Exercise brief ->
Find each line of the entries with the string "below", please, and copy it.

Records ->

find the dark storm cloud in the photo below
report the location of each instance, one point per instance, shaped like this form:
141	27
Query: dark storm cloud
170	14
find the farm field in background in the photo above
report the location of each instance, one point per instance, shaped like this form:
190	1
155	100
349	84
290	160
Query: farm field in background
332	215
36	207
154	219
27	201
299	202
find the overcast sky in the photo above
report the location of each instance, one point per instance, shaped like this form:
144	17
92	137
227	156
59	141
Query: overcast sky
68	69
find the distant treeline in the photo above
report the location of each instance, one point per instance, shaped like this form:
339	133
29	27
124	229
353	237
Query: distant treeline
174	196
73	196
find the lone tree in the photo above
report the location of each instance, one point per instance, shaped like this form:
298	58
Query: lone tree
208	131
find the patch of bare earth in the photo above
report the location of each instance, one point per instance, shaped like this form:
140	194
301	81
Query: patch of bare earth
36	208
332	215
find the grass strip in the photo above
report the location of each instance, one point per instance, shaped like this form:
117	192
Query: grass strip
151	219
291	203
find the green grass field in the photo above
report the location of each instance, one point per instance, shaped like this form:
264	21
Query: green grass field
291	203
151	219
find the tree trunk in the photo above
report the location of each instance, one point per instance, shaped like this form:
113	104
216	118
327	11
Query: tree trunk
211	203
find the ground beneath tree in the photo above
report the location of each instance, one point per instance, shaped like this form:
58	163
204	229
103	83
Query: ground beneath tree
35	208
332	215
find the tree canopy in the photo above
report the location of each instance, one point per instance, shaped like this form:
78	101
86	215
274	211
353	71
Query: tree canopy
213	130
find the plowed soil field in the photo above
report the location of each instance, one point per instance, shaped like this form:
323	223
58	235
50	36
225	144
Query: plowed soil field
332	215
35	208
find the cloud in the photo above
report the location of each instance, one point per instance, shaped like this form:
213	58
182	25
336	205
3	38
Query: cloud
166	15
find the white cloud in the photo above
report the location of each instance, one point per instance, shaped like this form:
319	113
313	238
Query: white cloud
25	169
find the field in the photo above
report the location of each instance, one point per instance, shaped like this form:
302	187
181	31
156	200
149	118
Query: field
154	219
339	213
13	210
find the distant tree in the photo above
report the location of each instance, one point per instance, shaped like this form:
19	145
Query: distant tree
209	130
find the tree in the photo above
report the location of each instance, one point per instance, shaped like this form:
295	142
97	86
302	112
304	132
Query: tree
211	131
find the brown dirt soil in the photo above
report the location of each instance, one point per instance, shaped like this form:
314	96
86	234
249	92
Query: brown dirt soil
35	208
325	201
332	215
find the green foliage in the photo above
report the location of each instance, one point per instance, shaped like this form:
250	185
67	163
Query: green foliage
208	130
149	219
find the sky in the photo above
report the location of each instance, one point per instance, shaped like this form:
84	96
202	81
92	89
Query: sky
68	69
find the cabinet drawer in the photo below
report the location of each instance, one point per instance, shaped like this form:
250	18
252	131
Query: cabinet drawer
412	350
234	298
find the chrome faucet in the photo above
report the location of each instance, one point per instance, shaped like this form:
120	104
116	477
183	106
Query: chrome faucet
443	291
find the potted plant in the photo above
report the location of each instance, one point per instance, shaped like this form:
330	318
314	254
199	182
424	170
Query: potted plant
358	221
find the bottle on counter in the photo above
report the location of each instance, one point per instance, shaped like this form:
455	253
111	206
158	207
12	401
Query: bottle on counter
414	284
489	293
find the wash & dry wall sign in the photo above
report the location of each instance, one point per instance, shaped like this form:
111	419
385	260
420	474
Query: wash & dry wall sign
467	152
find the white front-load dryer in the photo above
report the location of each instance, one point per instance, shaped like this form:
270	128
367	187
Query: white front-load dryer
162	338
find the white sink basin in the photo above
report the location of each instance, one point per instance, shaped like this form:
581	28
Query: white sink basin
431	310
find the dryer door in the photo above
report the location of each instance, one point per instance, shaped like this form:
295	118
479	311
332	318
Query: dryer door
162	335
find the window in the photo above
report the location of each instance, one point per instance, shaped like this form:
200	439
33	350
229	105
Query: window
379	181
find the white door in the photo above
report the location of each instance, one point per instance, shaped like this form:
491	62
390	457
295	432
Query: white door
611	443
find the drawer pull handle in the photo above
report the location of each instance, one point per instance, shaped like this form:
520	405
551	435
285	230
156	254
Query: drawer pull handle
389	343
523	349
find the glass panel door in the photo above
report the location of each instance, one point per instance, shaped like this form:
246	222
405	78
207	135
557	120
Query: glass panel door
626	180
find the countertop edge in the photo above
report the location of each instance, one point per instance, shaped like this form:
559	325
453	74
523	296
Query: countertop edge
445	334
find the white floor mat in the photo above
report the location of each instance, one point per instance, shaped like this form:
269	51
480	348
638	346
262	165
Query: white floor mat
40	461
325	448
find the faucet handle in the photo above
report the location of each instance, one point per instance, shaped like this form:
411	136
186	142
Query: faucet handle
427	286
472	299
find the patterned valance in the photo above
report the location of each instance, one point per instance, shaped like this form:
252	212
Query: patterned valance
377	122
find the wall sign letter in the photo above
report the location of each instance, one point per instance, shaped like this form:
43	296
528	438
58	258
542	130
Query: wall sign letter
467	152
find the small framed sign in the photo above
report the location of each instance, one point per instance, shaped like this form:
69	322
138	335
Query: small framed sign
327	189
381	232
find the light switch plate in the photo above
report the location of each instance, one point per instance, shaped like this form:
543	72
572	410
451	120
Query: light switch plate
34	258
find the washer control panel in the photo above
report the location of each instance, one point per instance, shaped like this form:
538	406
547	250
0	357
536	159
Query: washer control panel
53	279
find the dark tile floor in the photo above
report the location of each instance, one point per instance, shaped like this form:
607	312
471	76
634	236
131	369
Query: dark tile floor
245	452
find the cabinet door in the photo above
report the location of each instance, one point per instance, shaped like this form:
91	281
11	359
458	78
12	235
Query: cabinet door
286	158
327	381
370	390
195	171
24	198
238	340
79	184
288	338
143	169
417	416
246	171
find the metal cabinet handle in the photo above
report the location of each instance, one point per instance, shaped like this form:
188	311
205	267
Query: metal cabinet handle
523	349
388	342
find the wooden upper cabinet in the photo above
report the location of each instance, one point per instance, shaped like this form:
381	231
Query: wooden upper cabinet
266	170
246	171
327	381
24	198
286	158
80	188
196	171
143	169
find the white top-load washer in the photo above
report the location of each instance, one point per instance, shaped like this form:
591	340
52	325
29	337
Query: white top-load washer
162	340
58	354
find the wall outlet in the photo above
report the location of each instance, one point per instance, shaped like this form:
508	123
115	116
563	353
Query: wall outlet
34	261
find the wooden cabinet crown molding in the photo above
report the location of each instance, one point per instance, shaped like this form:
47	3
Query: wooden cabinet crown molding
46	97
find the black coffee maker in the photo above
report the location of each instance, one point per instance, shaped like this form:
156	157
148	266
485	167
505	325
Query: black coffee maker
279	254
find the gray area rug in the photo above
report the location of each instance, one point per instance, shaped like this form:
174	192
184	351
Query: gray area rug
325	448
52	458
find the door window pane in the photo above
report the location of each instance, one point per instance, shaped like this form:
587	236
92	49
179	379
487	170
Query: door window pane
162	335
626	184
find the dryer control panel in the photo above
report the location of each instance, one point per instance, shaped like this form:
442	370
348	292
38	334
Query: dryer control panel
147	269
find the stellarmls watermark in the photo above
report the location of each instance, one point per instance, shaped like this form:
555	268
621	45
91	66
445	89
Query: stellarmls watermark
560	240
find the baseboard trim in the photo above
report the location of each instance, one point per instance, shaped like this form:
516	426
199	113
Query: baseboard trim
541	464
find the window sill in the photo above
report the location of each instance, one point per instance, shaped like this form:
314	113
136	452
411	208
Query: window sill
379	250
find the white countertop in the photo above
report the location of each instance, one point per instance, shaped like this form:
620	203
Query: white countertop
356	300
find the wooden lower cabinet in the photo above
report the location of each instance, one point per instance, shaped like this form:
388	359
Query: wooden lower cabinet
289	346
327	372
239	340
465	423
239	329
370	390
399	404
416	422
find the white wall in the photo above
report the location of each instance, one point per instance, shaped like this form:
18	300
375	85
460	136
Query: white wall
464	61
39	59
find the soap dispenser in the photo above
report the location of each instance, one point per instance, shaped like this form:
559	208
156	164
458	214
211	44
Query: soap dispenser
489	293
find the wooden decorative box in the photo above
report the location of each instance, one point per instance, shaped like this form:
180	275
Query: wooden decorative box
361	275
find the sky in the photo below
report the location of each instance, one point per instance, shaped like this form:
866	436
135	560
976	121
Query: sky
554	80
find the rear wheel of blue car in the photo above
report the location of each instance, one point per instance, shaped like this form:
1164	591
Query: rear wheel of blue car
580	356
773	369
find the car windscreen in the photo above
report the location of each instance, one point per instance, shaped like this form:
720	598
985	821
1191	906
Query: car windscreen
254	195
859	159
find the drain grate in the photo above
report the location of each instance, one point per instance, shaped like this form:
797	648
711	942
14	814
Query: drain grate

Solution to the problem ->
find the dark storm cloud in the photo below
find the cabinet drawer in the photo below
find the sky in the photo below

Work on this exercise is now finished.